Risk Of Mosquito-Borne Infection Rising For Inhabitants Of Most Of 244 US Cities Surveyed [View all]

EDIT

Of the 244 cities analyzed, most were found to have experienced an increase in the average number of mosquito disease danger days each year since 1970. El Paso's increase of 33 days was a larger rise than all but four other cities — Reno, Nev., Las Cruces, N.M. and San Francisco and Santa Maria, Calif. In El Paso, West Nile is the mosquito-borne disease of main concern. In other cities around the world, Zika, dengue, chikungunya, Yellow Fever and Eastern Equine Encephalitis viruses are also spreading. Each of these diseases can cause crippling health problems, and each of them depends on specific environmental conditions to thrive.

“Transmission of mosquito-borne diseases depends on a bunch of different biological processes,” said Marta Shocket, a Stanford University biologist investigating the role of temperature on the spread of diseases by mosquitoes. “It depends on the how long the mosquitoes are living, how many mosquitoes there are, how much they’re biting,” Shocket said. “All of those processes depend on temperature.”

EDIT

An El Paso man, who asked that his name be withheld when discussing his medical history, was among 11 people in El Paso diagnosed last year with the serious neuroinvasive disease that the West Nile virus can cause.

■ Tasks to complete ■
a. Copy the passage from the excerpt on mosquito-borne infection risk, starting at "An El Paso man, who" and ending at "virus can cause.".
b. Resume the article on rising mosquito-borne infection risk in US cities from its last sentence.

■ Exercise data ■
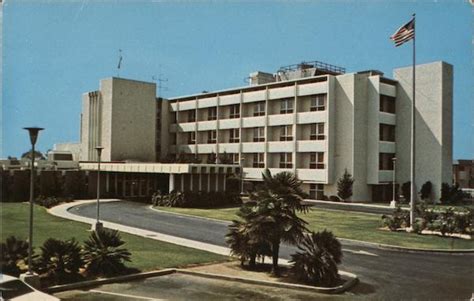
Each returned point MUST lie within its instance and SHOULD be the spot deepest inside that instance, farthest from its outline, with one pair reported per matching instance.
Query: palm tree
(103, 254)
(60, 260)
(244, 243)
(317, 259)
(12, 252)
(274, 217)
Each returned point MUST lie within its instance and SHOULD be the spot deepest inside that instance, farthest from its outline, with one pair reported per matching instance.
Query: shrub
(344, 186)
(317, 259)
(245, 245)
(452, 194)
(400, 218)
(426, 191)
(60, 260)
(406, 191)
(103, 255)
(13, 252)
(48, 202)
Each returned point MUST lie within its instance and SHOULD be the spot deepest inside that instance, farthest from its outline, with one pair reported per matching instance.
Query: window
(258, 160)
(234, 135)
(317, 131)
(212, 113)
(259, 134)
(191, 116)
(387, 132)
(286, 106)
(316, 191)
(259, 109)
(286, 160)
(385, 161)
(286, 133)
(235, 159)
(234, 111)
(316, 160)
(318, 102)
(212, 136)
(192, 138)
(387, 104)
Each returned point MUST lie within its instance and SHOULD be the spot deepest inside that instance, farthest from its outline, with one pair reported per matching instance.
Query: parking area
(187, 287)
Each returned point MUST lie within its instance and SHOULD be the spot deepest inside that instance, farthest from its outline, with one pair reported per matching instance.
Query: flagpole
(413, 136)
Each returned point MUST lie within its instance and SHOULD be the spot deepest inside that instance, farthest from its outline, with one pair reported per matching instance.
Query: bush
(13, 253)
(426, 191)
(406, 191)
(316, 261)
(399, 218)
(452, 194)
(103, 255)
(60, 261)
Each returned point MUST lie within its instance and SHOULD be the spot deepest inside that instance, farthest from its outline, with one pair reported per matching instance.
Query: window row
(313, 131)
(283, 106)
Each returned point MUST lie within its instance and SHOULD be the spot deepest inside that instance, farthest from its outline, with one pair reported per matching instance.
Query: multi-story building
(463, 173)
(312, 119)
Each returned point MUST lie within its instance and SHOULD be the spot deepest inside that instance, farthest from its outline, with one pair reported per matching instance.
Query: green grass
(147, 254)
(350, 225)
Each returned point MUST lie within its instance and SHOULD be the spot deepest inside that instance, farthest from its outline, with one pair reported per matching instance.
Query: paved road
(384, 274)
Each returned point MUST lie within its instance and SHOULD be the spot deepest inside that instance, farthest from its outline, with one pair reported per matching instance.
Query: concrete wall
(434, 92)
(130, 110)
...
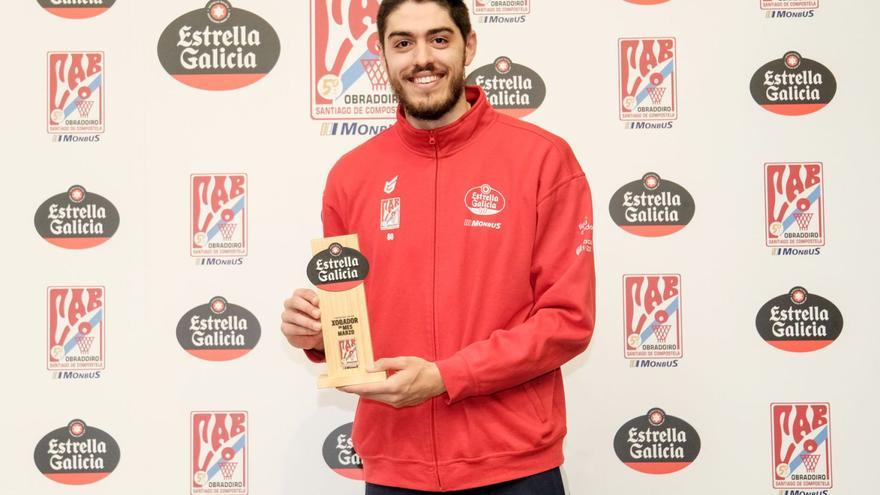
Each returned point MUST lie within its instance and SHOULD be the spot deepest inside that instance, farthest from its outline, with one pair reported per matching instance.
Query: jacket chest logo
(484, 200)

■ Responses by task ■
a.
An El Paso man, who asked that his name be withheld when discussing his medical history, was among 11 people in El Paso diagnosed last year with the serious neuroinvasive disease that the West Nile virus can cause.

b.
The man said he didn’t realize he’d been bitten by a mosquito until the West Nile virus reached his brain, nearly killing him. “I didn’t have any welts,” he said.

Following visits to an emergency care clinic as he suffered a neurological breakdown, he was hospitalized and diagnosed with the most serious form of disease the virus can cause, which occurs when the virus invades the nervous system. He had to learn to walk again and is sensitive to light. It hurts his eyes, and sometimes exposure makes him sneeze uncontrollably. He suffers from aches and has become more vulnerable to other health problems. “I feel like I’m forever inside a cotton ball, everything’s just fuzzy,” he said. “I wound up with a bout of Bell’s Palsy. I lost sensation in half my face, and I wasn’t able to speak anymore. I was slurring my words.”